▶ [Written request]:
Find each line in the material below that contains the string "coordinates", and copy those lines out in full.

═════ Supplied entries ═════

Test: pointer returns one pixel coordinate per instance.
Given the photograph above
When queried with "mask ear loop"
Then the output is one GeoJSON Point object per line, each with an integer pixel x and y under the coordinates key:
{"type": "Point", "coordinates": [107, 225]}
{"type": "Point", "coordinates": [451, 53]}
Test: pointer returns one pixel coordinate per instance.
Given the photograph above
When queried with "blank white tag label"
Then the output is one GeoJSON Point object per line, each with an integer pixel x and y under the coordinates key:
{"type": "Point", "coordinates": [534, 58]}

═════
═════ Supplied entries ═════

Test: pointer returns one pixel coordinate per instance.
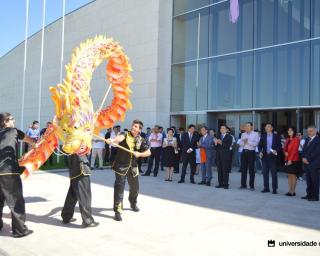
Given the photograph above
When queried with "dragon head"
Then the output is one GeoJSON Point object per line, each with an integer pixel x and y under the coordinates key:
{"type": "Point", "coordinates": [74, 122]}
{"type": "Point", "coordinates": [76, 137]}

═════

▶ [Solution to the problem]:
Then the output is one GeoJSON Point object per line, each with an integer pixel x and y under the coordinates key:
{"type": "Point", "coordinates": [107, 225]}
{"type": "Point", "coordinates": [451, 53]}
Then the output is one GeoJSON Point object per line, each with an integer pixel x and y under the coordinates key:
{"type": "Point", "coordinates": [534, 58]}
Then the output is one GeoJSON Point object per line, each with an integer pixel x and y under the coordinates key:
{"type": "Point", "coordinates": [74, 122]}
{"type": "Point", "coordinates": [76, 137]}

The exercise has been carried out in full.